Resume the blog post about switching gears from teaching to writing and self-publishing, starting right after its last sentence.

++++ TEXT PROVIDED ++++

Switching Gears


It seems like I am always switching gears.

A little over a week ago, we had commencement, and I left teaching behind to focus on my writing career over the summer. Sometimes that takes a while to switch gears, but this time around, it doesn’t seem as hard. Maybe that’s because I have been spending so much time doing marketing for my independently published books.

But that’s where my next need to switch gears comes in. Since January I have self-published four books. One is an update of my classic end-time Christian story, If Tomorrow Comes. One is a collection of short stories entitled The Stranger and Other Stories that I am making available free of charge. One is a steampunk western entitled Tom Horn vs. the Warlords of Krupp. And the fourth is an apocalyptic story about a virus that prevents people from waking up entitled The Kiss of Night.

All of these are great books, and I am proud of them. But I have not spent as much time on any of them as I have what is coming.

++++ GIVEN RECORDS ++++

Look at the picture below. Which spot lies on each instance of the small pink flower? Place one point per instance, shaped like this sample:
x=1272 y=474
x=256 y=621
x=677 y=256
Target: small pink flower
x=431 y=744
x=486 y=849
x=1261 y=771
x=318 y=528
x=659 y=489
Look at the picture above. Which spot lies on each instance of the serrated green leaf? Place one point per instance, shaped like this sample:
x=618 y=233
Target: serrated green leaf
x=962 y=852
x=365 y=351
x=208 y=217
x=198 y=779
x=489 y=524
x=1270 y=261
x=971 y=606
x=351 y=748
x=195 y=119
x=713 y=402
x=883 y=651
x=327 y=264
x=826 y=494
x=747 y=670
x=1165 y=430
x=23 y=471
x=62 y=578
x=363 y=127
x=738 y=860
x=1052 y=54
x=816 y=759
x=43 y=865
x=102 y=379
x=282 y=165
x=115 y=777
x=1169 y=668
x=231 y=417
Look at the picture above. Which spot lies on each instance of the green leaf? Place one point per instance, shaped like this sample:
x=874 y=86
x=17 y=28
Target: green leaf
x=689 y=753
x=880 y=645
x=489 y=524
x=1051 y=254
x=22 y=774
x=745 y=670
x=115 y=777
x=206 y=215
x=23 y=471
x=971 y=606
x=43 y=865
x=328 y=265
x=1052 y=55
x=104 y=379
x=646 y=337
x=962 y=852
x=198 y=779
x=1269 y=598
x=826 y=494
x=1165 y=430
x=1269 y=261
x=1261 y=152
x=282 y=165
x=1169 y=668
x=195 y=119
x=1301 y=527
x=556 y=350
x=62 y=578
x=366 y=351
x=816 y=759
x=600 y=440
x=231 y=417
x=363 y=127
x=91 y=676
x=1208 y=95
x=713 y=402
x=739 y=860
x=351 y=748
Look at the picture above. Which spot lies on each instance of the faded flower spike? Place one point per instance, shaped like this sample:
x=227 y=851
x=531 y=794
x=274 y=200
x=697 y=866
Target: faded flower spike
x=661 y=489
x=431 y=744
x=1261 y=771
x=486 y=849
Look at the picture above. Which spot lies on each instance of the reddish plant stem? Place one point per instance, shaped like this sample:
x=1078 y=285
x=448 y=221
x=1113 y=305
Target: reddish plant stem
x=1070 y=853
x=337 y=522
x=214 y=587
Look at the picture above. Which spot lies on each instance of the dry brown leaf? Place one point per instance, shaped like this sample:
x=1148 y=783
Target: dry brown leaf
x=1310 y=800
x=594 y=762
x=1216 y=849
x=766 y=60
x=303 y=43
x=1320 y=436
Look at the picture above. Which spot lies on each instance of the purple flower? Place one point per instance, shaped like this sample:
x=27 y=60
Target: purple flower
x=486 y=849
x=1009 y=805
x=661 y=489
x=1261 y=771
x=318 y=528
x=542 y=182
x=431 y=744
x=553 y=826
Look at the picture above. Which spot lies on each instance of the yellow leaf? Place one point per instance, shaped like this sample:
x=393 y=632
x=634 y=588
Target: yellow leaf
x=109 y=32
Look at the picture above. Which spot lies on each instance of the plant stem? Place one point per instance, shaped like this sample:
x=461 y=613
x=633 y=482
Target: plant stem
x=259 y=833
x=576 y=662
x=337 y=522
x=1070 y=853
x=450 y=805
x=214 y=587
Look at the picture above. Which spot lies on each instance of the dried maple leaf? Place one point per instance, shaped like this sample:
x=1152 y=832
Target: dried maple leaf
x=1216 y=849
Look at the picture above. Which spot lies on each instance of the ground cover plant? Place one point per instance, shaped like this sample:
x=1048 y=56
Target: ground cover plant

++++

» ANSWER BOX
The Champion is a three-part Christian suspense book series that answers the questions: Were the Old Testament gods real or not? And if they were, where did they go? This project is my baby. I have been working on it for five years and I am eager for it to succeed.

Right now, I am in the process of editing the first book, which introduces the main character 30-year-old Harris Borden, who sees himself a failure as a pastor. He asks for something significant to do, and his prayer is answered. He is called to confront the Universal Corporation, which is a front for demonic activity. He is thrown from a rooftop, shot at, chased into a collapsing building, wrongly imprisoned, stabbed, and well, you get the idea. While many Christian novels are looked at as too benign, this is far from it. And that’s just the first book.

So I find myself weeks away from launching The Champion, and am feeling a mixture of excitement and fear. There’s lots to do before launch. And I want to make sure that I present it in a way that will give it a fair shake.

In a lot of ways, everything I’ve done in independent publishing up to this point has been to teach me how to launch this. I’m eager to get people’s response to it.